Back to Ganoksin | FAQ | Contact

Getting hands clean


#1

I was just wondering if anyone has some secret recipe for getting,
and keeping hands clean I like Clean-All Heavy Metal Hand and Body
Soap, which we use as we work wit h lead alot in our stained glass
shop. Ick. I know that oil painters also use a barrier cream that is
applied to clean hands and keeps the grime off the skin… don’t
know the name of it, but I suspect art supply stores would carry it.
Congratulations on the wedding!

Dani Greer
Greer Studios


#2

Hi Sharon, First of all may we send our sincere greetings for you
coming marriage.

As to the matter of keeping your hands clean and free from polishing
residues on your fingers, it’s pretty simple - DO NOTHING!

Information provided.

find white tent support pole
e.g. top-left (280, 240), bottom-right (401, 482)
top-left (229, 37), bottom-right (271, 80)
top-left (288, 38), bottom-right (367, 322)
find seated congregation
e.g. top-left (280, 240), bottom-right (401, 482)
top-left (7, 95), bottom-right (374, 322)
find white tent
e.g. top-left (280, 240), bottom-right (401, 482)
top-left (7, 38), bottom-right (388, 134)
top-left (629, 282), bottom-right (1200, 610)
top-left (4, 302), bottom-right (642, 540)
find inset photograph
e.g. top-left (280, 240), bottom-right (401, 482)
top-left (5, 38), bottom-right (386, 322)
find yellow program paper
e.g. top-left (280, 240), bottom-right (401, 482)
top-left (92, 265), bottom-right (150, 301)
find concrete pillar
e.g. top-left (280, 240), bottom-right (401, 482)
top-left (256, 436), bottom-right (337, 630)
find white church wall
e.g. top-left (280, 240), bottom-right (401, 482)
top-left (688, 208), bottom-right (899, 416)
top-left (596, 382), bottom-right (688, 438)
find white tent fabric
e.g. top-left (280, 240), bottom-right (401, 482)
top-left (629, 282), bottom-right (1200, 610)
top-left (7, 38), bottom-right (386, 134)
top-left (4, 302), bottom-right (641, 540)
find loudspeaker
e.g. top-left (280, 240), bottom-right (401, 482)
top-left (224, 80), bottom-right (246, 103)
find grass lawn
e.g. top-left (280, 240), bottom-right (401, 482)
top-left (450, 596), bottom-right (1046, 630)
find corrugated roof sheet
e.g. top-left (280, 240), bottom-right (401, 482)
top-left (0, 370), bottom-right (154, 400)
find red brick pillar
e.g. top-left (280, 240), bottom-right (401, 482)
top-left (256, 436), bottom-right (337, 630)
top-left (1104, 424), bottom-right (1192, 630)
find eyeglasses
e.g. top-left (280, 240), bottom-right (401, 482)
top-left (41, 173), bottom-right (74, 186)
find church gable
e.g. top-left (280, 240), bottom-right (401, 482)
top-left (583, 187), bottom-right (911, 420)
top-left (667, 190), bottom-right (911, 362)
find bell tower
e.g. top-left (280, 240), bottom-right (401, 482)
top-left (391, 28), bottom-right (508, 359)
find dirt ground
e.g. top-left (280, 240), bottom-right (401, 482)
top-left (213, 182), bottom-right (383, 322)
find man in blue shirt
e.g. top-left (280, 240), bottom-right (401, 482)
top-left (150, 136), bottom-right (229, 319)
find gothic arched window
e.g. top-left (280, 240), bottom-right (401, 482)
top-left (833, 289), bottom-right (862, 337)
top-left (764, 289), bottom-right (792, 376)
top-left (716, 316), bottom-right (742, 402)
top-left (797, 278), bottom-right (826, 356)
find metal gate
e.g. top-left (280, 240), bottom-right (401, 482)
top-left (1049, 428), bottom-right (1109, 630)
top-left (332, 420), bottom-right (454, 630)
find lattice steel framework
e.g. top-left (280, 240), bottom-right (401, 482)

Tasks to carry out.
[a] Repeat the passage from the clean-hands thread word for word, starting with "Getting hands clean" and going on through "on the wedding!".
[b] According to the thread on keeping hands clean, what do oil painters apply to clean hands to keep grime off the skin?
[c] Resume the thread on keeping hands clean, picking up right after its last sentence.

Results for the exercise.
[a]
Getting hands clean


#1

I was just wondering if anyone has some secret recipe for getting,
and keeping hands clean I like Clean-All Heavy Metal Hand and Body
Soap, which we use as we work wit h lead alot in our stained glass
shop. Ick. I know that oil painters also use a barrier cream that is
applied to clean hands and keeps the grime off the skin… don’t
know the name of it, but I suspect art supply stores would carry it.
Congratulations on the wedding!

[b] A barrier cream.

[c]
Come on! I’m only joking. Have you tried to wear surgical rubber
gloves. They may help. Or else, Rio Grande can supply you with a
self-adhering tape that protects your fingers from minor cuts,
abrasions and burns. It’s called, ‘Alligator Skin’ and it is
non-allergenic too. It’s easy to use: it wraps around your fingers
in seconds and can last all day. It’s non sticky and is easily
removed!

Hope you find our advice useful.

JOSEPH TANTI
http://www.jostanti.cjb.net


#3
 Sharon said she had "gotten used to* constantly *dirty* hands
(from polishing) but as I am getting married in 6 weeks I was just
wondering if anyone has some secret recipe for getting, and keeping
hands clean. 

There is a wonderful product called Glove Cote. It comes in a tube
like hand cream, but you put it on before polishing and wash it off
with soap and water after. You have no sign of the ick from
polishing. It is water soluble, so when you wash between grits, it
comes off.

A second choice is to use a paraffin spa. It does a wonderful job
of cleaning up your hands, leaves them nice and soft, and feels good
too.

Third choice - start tumbling your work, your hands will always be
clean.

Judy Hoch


#4

Bob, Your discussion of gloves brings up an important safety issue.
Most lapidaries, including me, avoid leather gloves like the plague.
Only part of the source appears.